# start of Provided records
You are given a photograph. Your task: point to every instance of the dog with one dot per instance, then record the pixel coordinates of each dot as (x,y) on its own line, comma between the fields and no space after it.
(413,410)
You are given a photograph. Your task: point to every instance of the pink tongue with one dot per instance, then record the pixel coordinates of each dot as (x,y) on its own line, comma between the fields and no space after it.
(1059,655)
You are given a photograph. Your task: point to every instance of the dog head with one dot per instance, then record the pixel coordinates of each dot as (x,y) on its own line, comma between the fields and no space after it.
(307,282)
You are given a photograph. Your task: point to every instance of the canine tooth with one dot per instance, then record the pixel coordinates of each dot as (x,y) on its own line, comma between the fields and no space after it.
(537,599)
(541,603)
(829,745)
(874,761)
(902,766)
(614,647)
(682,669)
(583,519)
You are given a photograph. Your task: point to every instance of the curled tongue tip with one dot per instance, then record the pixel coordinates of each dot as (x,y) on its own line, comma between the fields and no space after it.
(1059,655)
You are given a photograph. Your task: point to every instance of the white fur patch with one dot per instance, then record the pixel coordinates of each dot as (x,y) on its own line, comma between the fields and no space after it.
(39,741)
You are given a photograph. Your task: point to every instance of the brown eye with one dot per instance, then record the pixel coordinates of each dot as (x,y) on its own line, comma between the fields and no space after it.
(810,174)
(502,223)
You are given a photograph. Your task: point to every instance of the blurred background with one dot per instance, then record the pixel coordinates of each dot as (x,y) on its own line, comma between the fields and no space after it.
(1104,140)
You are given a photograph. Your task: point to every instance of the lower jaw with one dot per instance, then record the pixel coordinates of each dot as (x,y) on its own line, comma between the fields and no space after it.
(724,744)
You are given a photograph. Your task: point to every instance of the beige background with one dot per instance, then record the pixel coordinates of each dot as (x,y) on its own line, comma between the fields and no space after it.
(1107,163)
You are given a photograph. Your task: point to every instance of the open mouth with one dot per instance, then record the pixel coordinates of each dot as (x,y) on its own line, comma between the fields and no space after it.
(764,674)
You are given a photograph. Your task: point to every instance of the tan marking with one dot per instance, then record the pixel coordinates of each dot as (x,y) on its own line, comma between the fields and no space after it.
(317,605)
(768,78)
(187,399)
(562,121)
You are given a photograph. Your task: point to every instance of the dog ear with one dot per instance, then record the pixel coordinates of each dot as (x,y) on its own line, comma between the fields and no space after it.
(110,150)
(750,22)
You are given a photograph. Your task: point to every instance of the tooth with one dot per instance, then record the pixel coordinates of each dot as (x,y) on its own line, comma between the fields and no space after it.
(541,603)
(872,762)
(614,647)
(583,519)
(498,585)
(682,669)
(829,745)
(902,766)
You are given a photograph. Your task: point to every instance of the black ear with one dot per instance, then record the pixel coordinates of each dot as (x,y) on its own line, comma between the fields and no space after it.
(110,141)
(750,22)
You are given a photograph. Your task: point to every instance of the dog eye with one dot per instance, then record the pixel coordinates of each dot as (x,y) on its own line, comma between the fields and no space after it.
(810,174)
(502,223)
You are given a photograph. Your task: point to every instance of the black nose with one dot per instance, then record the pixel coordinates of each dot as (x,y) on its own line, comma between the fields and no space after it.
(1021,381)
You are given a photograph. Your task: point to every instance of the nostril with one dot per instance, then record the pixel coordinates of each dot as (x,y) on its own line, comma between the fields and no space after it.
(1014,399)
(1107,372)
# end of Provided records
#### Work to be completed
Convert the whole listing above into a Markdown table with the columns No. and Line. Each line gets its own row number and its text, and blank lines are left out.

#### The output
| No. | Line |
|---|---|
| 1 | You are given a photograph. Your task: point to every instance of the dog with one dot per instance, then record the pixel coordinates of each dot as (x,y) on its own line, comma between the fields and no space after it. |
| 2 | (413,410) |
| 3 | You are given a photograph. Your task: point to every instance of the pink tongue with one dot per instance, then record the pixel coordinates of each dot as (x,y) on its own line, comma between the fields and no space after it. |
| 4 | (1059,655) |
| 5 | You are given a photograph. Your task: point to every instance of the dog head with one dot per instance, then record the pixel coordinates of each dot as (x,y) on its own line, comma between the fields and no space after it. |
| 6 | (307,282) |
| 7 | You are given a photograph. Your task: point to every instance of the canine tooth with one dot per instance, then record the pixel coordinates of each dot as (x,y) on its own line, comma between the fields and no space after it. |
| 8 | (537,599) |
| 9 | (541,603) |
| 10 | (829,745) |
| 11 | (874,761) |
| 12 | (902,766) |
| 13 | (614,647) |
| 14 | (682,669) |
| 15 | (583,519) |
| 16 | You are given a photograph. Your task: point to every instance of the curled tongue tip with one dot per instance, then record the pixel coordinates of each dot as (x,y) on its own line, comma between the fields and no space after it. |
| 17 | (1059,655) |
| 18 | You are given a photograph. Your task: point to every instance of the white fur patch with one dot per instance, then record the pixel coordinates of each dot as (x,y) on its own line, comma between the fields and no space after it. |
| 19 | (39,741) |
| 20 | You are given a photograph. Your task: point to every instance of the brown eye with one dot per instance, then record the pixel coordinates of each dot as (x,y) on its own line, comma between the fields and no space after it. |
| 21 | (810,174) |
| 22 | (502,223) |
| 23 | You are given a photograph. Your task: point to every instance of the blurred background with one dot per instance, then record the pixel coordinates of each dot as (x,y) on its own line, comma between the fields and no space after it. |
| 24 | (1104,140) |
| 25 | You are given a photograph. Your task: point to every instance of the lower jaw with one dot per instance, then record the pixel coordinates of each dot as (x,y) on its own line, comma between the fields and no space after it. |
| 26 | (724,744) |
| 27 | You are given a photograph. Your task: point to every instance of the beige background with one dot per instance, then record the pixel coordinates of each dot as (x,y) on its own line, comma between the fields and no space after it. |
| 28 | (1107,163) |
| 29 | You are given a photograph. Your task: point to every instance of the open mouth with one dot per instance, then record the pixel coordinates of each dot as (x,y) on its own line, comma between the fields and no space after it. |
| 30 | (764,674) |
| 31 | You are given a photograph. Your task: point to every instance of the tan marking with one dot per instance, then record the pixel coordinates of each dot as (x,y) on its own line, comma between the fields and no space after it. |
| 32 | (317,605) |
| 33 | (768,78) |
| 34 | (187,399) |
| 35 | (562,121) |
| 36 | You are given a photograph. Your task: point to every instance of the dog ear with one dot per instance, then record the pixel coordinates of each dot as (x,y) on its own line, comma between the fields and no space after it. |
| 37 | (110,150) |
| 38 | (750,22) |
| 39 | You are given a photograph. Your task: point to every instance of the tooth with one dot per instance, then record the pixel coordinates of each dot as (x,y) on its own line, comma between the fields and no space after it. |
| 40 | (541,603) |
| 41 | (872,762) |
| 42 | (614,647) |
| 43 | (583,519) |
| 44 | (498,585) |
| 45 | (682,669) |
| 46 | (829,745) |
| 47 | (902,766) |
| 48 | You are given a photograph. Your task: point to every instance of the black ear with one dot per instance, then record the pixel coordinates of each dot as (x,y) on its own line, comma between the fields and no space after it. |
| 49 | (110,141) |
| 50 | (750,22) |
| 51 | You are given a photograph. Your task: point to every instance of the dog eye with one dot per instance, then record the pixel coordinates of each dot as (x,y) on its own line, comma between the fields and no space after it. |
| 52 | (810,174) |
| 53 | (502,223) |
| 54 | You are given a photograph. Your task: point to every instance of the black nose with one dot per instance, then record the pixel coordinates of each dot as (x,y) on its own line, comma between the fields and no space after it. |
| 55 | (1021,381) |
| 56 | You are given a photograph. Your task: point to every instance of the nostril with one dot per instance, then record the pixel coordinates of each dot as (x,y) on its own line, comma between the fields and no space after it. |
| 57 | (1014,399) |
| 58 | (1107,372) |